_Your goal_
Please retype the part of the youth centre article below, starting with "Once the youth" and going on through "budget for construction.".

_Passage_
::::::::::
A mid-March ground breaking has been scheduled for the Cayman Islands Youth Centre, the long-discussed youth remand facility to be located adjacent to Her Majesty’s Prison at Fairbanks for women.
According to the minutes of the 6 February meeting among Deputy Governor Franz Manderson and the governments’ chief officers, the Ministry of Community Affairs, Gender and Housing intends to hold the ceremony at 4pm, Thursday, 15 March. That is one day after the official opening of the “Therapeutic Community” at the Bonaventure Boys Home.
Separate youth, adult facilities
The government is taking advantage of the 2009 constitutional mandate to separate youth and adult offenders in order to overhaul the Islands’ system of handling juvenile offenders.
Once the youth remand facility is complete, the young male offenders will move there from Bonaventure. Young female offenders will move into Bonaventure, which is being renovated in order to accommodate a therapeutic approach to corrections modelled after the Missouri Youth Services Institute in the United States. In late August, the Central Planning Authority granted permission for the 21,000-square-foot youth remand facility, which at the time had an estimated construction cost of $8 million. Earlier budget predictions estimated the cost at $6 million, with $3 million allocated in the 2011-2012 budget for construction.
::::::::::
_Entries provided_
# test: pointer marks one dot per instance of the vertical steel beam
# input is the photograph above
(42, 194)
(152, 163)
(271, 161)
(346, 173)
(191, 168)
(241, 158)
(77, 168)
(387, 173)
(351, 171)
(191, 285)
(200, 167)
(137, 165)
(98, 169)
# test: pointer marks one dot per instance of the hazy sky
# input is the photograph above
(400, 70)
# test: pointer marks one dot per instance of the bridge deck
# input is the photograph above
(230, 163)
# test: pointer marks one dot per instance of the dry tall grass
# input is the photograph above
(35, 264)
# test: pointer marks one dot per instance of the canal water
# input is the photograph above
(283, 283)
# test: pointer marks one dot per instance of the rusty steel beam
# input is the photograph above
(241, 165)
::::::::::
_Task result_
Once the youth remand facility is complete, the young male offenders will move there from Bonaventure. Young female offenders will move into Bonaventure, which is being renovated in order to accommodate a therapeutic approach to corrections modelled after the Missouri Youth Services Institute in the United States. In late August, the Central Planning Authority granted permission for the 21,000-square-foot youth remand facility, which at the time had an estimated construction cost of $8 million. Earlier budget predictions estimated the cost at $6 million, with $3 million allocated in the 2011-2012 budget for construction.